» **HOW TO COMPLETE THIS TASK**:
Please give back word for word the lines of the material below between the line containing "negative clicks: (442, 20) (422, 22)" and the line containing "positive clicks: (29, 181)", inclusive.

» **MATERIAL SHOWN**:
______________________________

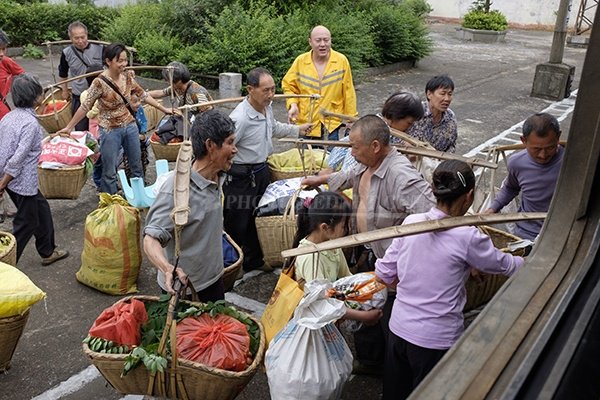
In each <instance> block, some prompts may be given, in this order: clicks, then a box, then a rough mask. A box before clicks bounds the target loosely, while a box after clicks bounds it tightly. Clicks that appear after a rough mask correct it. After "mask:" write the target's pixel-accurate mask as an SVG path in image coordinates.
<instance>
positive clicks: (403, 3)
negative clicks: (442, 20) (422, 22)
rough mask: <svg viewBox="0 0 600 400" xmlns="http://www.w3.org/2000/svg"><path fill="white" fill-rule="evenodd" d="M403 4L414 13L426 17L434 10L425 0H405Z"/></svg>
mask: <svg viewBox="0 0 600 400" xmlns="http://www.w3.org/2000/svg"><path fill="white" fill-rule="evenodd" d="M402 5H404V6H406V7H407V8H408V9H409V10H410V11H411V12H412V13H413V14H414V15H416V16H417V17H419V18H425V17H426V16H427V15H429V13H431V12H432V11H433V8H431V6H430V5H429V3H428V2H427V1H425V0H404V1H403V2H402Z"/></svg>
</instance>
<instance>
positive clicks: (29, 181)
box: [0, 108, 44, 196]
mask: <svg viewBox="0 0 600 400" xmlns="http://www.w3.org/2000/svg"><path fill="white" fill-rule="evenodd" d="M43 137H44V129H43V128H42V126H41V125H40V123H39V122H38V120H37V118H36V116H35V111H34V110H33V109H32V108H16V109H14V110H12V111H11V112H9V113H8V114H6V115H5V116H4V118H2V121H0V143H2V145H1V146H0V176H3V175H4V174H8V175H10V176H12V177H13V180H12V181H10V182H9V184H8V188H9V189H10V190H12V191H13V192H15V193H17V194H20V195H21V196H34V195H36V194H37V192H38V177H37V165H38V160H39V158H40V154H41V152H42V139H43Z"/></svg>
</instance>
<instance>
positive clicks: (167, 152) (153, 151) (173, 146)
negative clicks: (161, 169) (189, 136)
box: [150, 140, 181, 161]
mask: <svg viewBox="0 0 600 400" xmlns="http://www.w3.org/2000/svg"><path fill="white" fill-rule="evenodd" d="M150 146H151V147H152V151H153V152H154V159H155V160H167V161H175V160H177V155H178V154H179V149H180V148H181V143H168V144H162V143H158V142H153V141H152V140H151V141H150Z"/></svg>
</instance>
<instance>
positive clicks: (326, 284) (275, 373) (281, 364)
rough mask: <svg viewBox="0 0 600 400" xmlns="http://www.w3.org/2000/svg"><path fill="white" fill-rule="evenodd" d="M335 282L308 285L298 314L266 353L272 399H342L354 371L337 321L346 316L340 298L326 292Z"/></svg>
mask: <svg viewBox="0 0 600 400" xmlns="http://www.w3.org/2000/svg"><path fill="white" fill-rule="evenodd" d="M328 289H331V283H330V282H327V281H323V280H319V281H313V282H309V283H307V284H306V285H305V286H304V291H305V293H306V295H305V296H304V298H302V300H301V301H300V304H298V307H297V308H296V311H295V312H294V318H293V319H292V320H291V321H290V322H289V323H288V324H287V325H286V327H285V328H284V329H283V330H282V331H281V332H279V333H278V334H277V336H275V338H274V339H273V341H272V342H271V344H270V345H269V349H268V350H267V354H266V356H265V366H266V368H267V378H268V379H269V390H270V393H271V398H272V399H273V400H278V399H285V400H294V399H298V400H300V399H302V400H304V399H311V400H312V399H315V400H328V399H339V398H340V396H341V394H342V389H343V388H344V384H345V383H346V381H347V380H348V378H349V377H350V373H351V372H352V353H351V352H350V349H349V348H348V345H347V344H346V341H345V340H344V337H343V336H342V334H341V333H340V331H339V330H338V329H337V328H336V327H335V325H334V324H333V322H335V321H336V320H337V319H339V318H341V317H343V316H344V314H345V313H346V306H345V305H344V303H343V302H342V301H339V300H335V299H331V298H328V297H326V293H327V290H328Z"/></svg>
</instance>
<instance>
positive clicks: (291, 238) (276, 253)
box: [254, 189, 301, 268]
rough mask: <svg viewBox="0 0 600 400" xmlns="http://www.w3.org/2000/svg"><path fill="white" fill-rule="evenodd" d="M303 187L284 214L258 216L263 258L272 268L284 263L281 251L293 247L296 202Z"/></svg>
mask: <svg viewBox="0 0 600 400" xmlns="http://www.w3.org/2000/svg"><path fill="white" fill-rule="evenodd" d="M300 190H301V189H297V190H296V191H295V192H294V194H293V195H292V197H290V200H289V201H288V204H287V206H286V207H285V210H284V212H283V215H274V216H268V217H256V218H255V219H254V221H255V224H256V233H257V235H258V241H259V243H260V248H261V250H262V252H263V260H264V261H265V263H266V264H267V265H269V266H270V267H271V268H274V267H279V266H281V265H283V257H282V256H281V252H282V251H283V250H286V249H290V248H292V245H293V243H294V236H295V235H296V230H297V227H296V209H295V207H294V204H295V203H296V199H297V198H298V194H299V193H300Z"/></svg>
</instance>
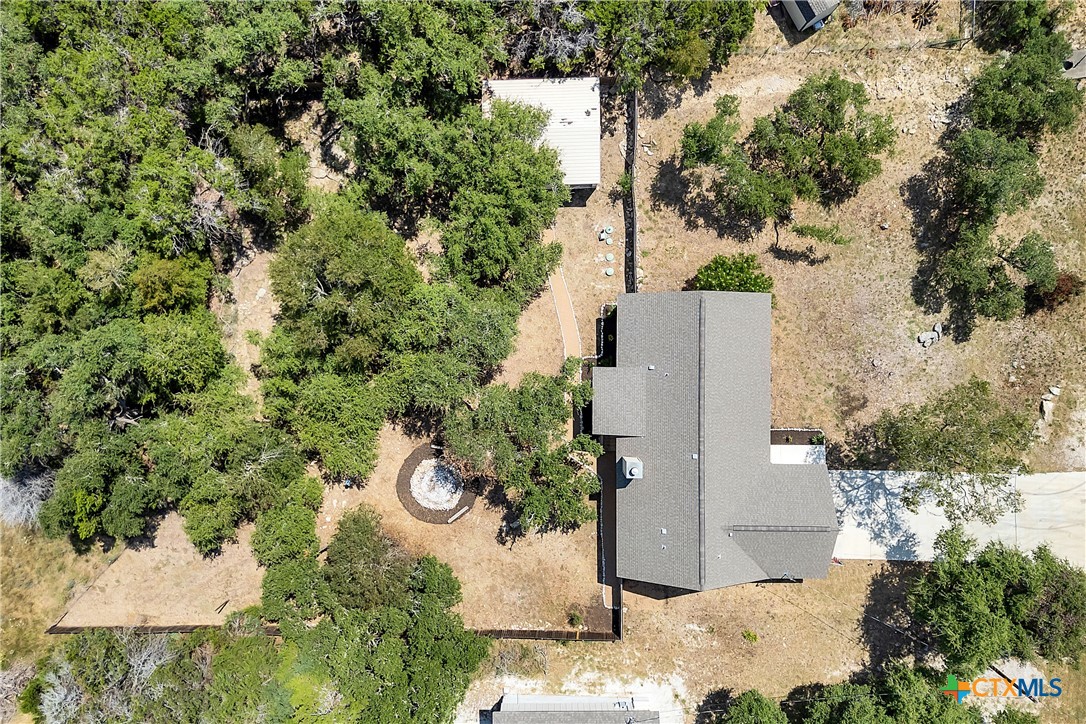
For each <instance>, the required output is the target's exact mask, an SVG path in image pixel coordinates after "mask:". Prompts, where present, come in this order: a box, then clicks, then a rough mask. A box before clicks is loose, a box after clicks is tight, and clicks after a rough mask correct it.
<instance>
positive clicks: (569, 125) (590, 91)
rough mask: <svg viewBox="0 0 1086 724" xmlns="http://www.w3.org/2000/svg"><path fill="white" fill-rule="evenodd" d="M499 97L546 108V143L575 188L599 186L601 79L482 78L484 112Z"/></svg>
mask: <svg viewBox="0 0 1086 724" xmlns="http://www.w3.org/2000/svg"><path fill="white" fill-rule="evenodd" d="M490 98H496V99H501V100H503V101H510V102H514V103H520V104H523V105H532V106H535V107H540V109H543V110H544V111H546V112H547V113H550V114H551V119H550V120H548V122H547V126H546V128H545V129H544V131H543V143H544V144H546V145H550V147H551V148H553V149H554V150H556V151H557V152H558V161H559V162H560V164H561V170H563V173H564V174H565V176H566V186H569V187H572V188H585V187H595V186H598V185H599V78H517V79H513V80H484V81H483V113H487V112H488V111H489V99H490Z"/></svg>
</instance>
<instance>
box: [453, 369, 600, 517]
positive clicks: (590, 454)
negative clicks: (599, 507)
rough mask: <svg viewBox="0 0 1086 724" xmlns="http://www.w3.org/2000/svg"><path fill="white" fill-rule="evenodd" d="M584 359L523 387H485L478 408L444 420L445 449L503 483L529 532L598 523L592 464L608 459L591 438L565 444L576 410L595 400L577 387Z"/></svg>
mask: <svg viewBox="0 0 1086 724" xmlns="http://www.w3.org/2000/svg"><path fill="white" fill-rule="evenodd" d="M579 368H580V360H579V359H577V358H574V357H570V358H569V359H567V360H566V364H565V365H564V366H563V370H561V372H560V373H559V374H557V376H555V377H545V376H543V374H538V373H534V372H533V373H529V374H526V376H525V378H523V380H521V382H520V384H519V385H518V386H517V388H509V386H508V385H505V384H498V385H491V386H488V388H485V389H483V391H482V393H481V395H480V397H479V404H478V405H477V406H476V407H475V408H473V409H472V408H470V407H462V408H457V409H455V410H453V412H452V414H451V415H449V416H447V417H446V418H445V430H444V437H445V450H446V454H447V455H449V456H450V458H451V459H452V460H453V461H454V462H455V463H457V465H458V466H460V467H462V468H464V469H465V470H466V471H468V472H470V473H471V474H475V475H480V477H483V478H488V479H490V480H493V481H495V482H498V483H501V484H502V485H503V486H504V487H505V490H506V492H507V493H509V494H510V496H509V497H510V498H512V499H513V501H514V503H513V504H514V508H515V510H516V511H517V516H518V518H519V519H520V522H521V525H522V526H523V528H525V530H532V529H538V530H544V531H545V530H569V529H573V528H577V526H578V525H580V524H582V523H584V522H586V521H590V520H594V519H595V511H594V510H593V509H592V508H591V507H590V506H589V505H588V503H586V500H585V498H586V496H588V495H592V494H594V493H596V492H598V490H599V482H598V479H597V478H596V475H595V473H594V472H592V470H591V468H590V467H589V465H588V462H589V460H591V459H592V458H594V457H597V456H599V455H602V454H603V448H602V447H601V446H599V445H598V443H596V442H594V441H592V440H591V439H590V437H588V436H585V435H580V436H578V437H576V439H574V440H572V441H570V442H566V441H564V440H563V439H564V437H565V433H566V424H567V422H568V420H569V418H570V415H571V412H572V410H571V407H573V408H577V407H582V406H583V405H584V404H585V403H586V402H588V399H589V397H590V395H591V389H590V388H589V386H588V383H586V382H581V383H574V382H573V378H574V377H576V374H577V372H578V369H579Z"/></svg>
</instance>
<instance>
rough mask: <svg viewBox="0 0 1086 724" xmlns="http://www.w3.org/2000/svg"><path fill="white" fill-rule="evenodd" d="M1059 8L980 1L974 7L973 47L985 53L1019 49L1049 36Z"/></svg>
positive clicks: (997, 2)
mask: <svg viewBox="0 0 1086 724" xmlns="http://www.w3.org/2000/svg"><path fill="white" fill-rule="evenodd" d="M1062 7H1063V3H1061V2H1059V1H1057V2H1051V3H1050V2H1049V0H1022V1H1021V2H1000V1H999V0H981V1H980V2H977V4H976V24H977V29H978V33H977V45H980V46H981V47H982V48H984V49H985V50H987V51H989V52H995V51H997V50H1002V49H1009V50H1016V49H1020V48H1022V47H1023V46H1025V45H1026V43H1027V42H1030V40H1032V39H1034V38H1037V37H1041V36H1045V35H1047V34H1049V33H1051V31H1052V29H1053V28H1055V27H1056V26H1057V25H1058V24H1059V23H1060V18H1061V17H1062V14H1063V13H1062V12H1061V8H1062Z"/></svg>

______________________________

» **SOLUTION TO THIS TASK**:
negative clicks: (442, 20) (422, 22)
rough mask: <svg viewBox="0 0 600 400" xmlns="http://www.w3.org/2000/svg"><path fill="white" fill-rule="evenodd" d="M403 4L414 13L426 17L434 10L425 0H405Z"/></svg>
mask: <svg viewBox="0 0 600 400" xmlns="http://www.w3.org/2000/svg"><path fill="white" fill-rule="evenodd" d="M402 5H404V6H406V7H407V8H408V9H409V10H410V11H411V12H412V13H413V14H414V15H416V16H417V17H419V18H425V17H426V16H427V15H429V13H431V12H432V11H433V8H431V6H430V5H429V3H428V2H427V1H425V0H404V1H403V2H402Z"/></svg>
</instance>
<instance>
positive clicks: (29, 181)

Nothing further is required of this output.